_Work to do_: In the records below, locate every line that contains the word "blurred" and copy each of those lines. Case counts.

Records from a point-labeling set:
◆ ◆ ◆ ◆ ◆ ◆ ◆

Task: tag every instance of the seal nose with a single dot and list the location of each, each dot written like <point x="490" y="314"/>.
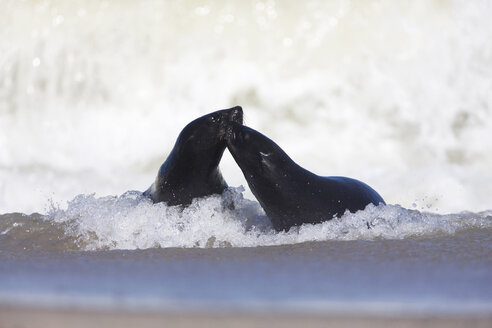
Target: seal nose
<point x="237" y="114"/>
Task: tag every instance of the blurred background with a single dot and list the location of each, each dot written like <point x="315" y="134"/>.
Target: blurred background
<point x="395" y="93"/>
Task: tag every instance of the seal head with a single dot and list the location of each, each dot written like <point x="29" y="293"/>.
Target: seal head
<point x="191" y="170"/>
<point x="290" y="194"/>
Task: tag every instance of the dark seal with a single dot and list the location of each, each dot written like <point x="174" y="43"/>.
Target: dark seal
<point x="290" y="194"/>
<point x="192" y="168"/>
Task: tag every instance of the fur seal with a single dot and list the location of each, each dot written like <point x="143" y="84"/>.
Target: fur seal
<point x="191" y="169"/>
<point x="290" y="194"/>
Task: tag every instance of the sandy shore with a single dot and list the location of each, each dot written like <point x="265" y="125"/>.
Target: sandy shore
<point x="14" y="316"/>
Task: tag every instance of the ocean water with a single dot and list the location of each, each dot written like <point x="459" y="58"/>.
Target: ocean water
<point x="396" y="94"/>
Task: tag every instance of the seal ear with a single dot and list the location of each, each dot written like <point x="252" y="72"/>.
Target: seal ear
<point x="265" y="161"/>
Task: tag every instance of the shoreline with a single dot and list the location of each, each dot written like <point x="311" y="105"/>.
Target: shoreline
<point x="24" y="316"/>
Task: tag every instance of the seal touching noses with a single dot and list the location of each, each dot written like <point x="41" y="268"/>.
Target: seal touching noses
<point x="290" y="194"/>
<point x="192" y="168"/>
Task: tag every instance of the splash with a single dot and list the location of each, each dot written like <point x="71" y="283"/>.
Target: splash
<point x="131" y="221"/>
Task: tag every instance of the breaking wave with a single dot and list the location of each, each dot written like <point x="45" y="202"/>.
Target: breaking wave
<point x="131" y="221"/>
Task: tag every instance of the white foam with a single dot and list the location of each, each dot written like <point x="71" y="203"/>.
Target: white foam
<point x="396" y="95"/>
<point x="131" y="221"/>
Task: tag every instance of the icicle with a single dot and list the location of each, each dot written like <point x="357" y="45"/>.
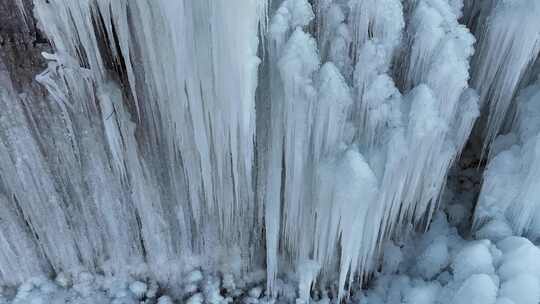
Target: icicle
<point x="511" y="181"/>
<point x="509" y="42"/>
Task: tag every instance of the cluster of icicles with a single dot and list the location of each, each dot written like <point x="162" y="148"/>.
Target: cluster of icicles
<point x="296" y="135"/>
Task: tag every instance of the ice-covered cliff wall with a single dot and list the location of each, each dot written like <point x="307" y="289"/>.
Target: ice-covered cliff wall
<point x="290" y="135"/>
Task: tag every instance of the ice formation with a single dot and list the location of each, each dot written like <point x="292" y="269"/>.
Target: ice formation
<point x="197" y="142"/>
<point x="510" y="192"/>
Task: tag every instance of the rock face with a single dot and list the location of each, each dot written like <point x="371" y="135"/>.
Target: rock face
<point x="21" y="44"/>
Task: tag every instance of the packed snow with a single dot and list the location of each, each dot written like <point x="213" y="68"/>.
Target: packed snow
<point x="265" y="151"/>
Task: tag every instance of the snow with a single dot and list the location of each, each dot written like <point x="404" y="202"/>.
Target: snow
<point x="262" y="151"/>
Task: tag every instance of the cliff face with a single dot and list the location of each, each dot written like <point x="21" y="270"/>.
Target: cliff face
<point x="21" y="44"/>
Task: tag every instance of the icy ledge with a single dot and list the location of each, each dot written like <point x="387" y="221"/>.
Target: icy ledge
<point x="426" y="268"/>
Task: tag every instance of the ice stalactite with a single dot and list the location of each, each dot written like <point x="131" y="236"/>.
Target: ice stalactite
<point x="152" y="146"/>
<point x="511" y="181"/>
<point x="162" y="137"/>
<point x="508" y="35"/>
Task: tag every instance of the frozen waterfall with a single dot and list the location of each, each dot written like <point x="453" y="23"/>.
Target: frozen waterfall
<point x="292" y="137"/>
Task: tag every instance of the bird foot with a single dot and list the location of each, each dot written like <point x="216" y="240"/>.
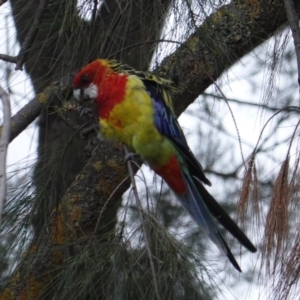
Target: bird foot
<point x="130" y="156"/>
<point x="86" y="112"/>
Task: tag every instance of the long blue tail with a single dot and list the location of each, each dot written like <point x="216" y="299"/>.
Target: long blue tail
<point x="206" y="211"/>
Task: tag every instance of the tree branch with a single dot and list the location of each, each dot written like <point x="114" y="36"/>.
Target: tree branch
<point x="4" y="141"/>
<point x="293" y="20"/>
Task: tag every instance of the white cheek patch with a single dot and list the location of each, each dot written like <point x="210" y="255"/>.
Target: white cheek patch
<point x="76" y="93"/>
<point x="90" y="92"/>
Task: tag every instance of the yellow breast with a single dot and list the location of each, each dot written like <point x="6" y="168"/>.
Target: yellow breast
<point x="132" y="123"/>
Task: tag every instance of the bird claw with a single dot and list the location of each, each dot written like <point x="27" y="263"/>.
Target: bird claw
<point x="130" y="156"/>
<point x="86" y="112"/>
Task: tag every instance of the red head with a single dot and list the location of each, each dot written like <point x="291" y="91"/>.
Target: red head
<point x="99" y="81"/>
<point x="87" y="81"/>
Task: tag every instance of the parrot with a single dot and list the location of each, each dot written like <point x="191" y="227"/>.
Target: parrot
<point x="135" y="108"/>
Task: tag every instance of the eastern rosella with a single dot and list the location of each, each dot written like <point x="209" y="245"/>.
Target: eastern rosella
<point x="135" y="108"/>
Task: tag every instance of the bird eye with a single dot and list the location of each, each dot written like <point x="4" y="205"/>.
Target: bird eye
<point x="85" y="79"/>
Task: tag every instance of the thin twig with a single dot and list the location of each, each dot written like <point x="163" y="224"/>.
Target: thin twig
<point x="141" y="212"/>
<point x="233" y="118"/>
<point x="34" y="29"/>
<point x="4" y="141"/>
<point x="8" y="58"/>
<point x="2" y="2"/>
<point x="293" y="20"/>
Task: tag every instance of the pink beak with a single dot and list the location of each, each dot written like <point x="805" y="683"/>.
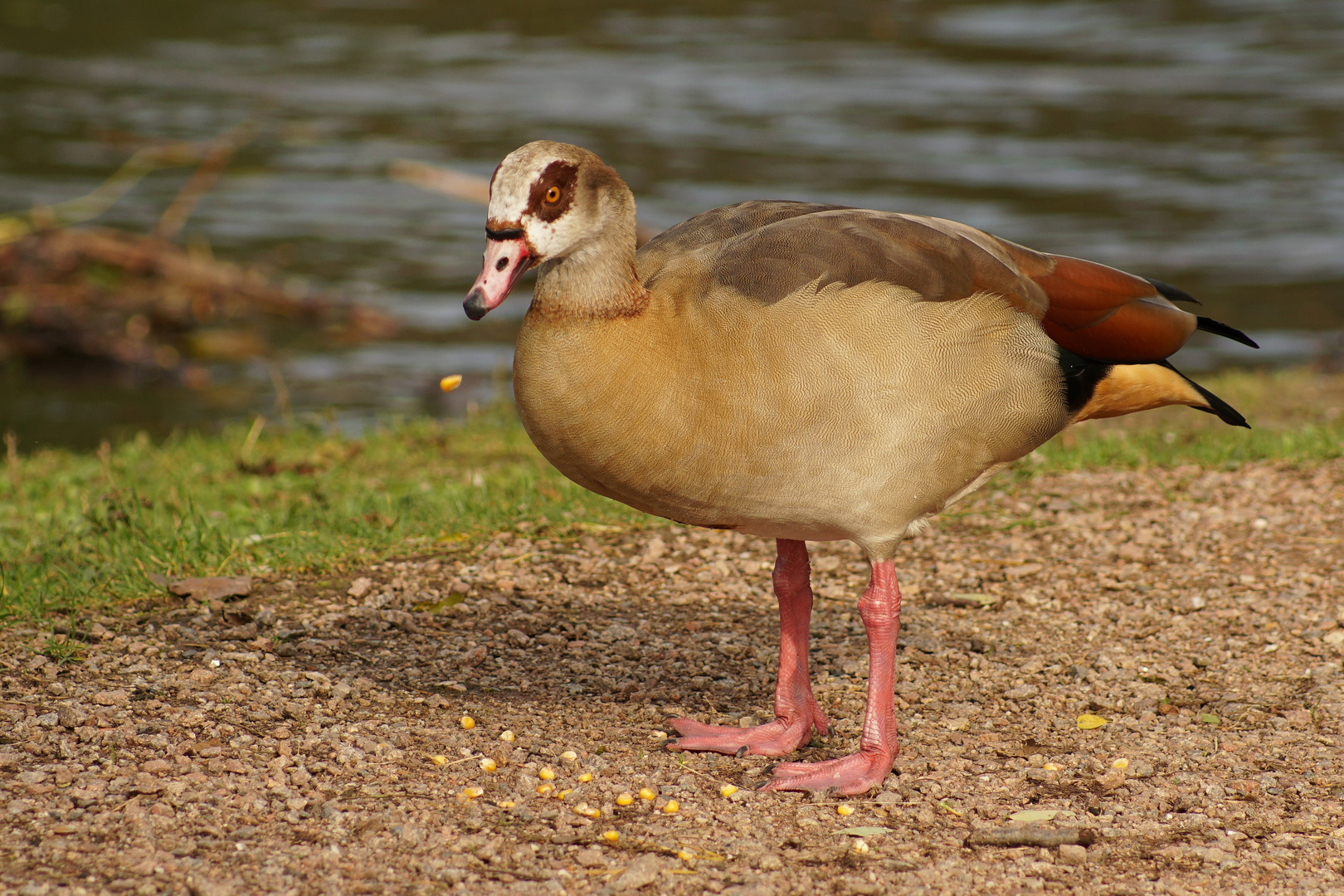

◆ ◆ ◆ ◆ ◆ ◆ ◆

_Response_:
Task: tag every instance of the blurred background with a single dot and list the location of each, each dot written like <point x="315" y="134"/>.
Target: blurred background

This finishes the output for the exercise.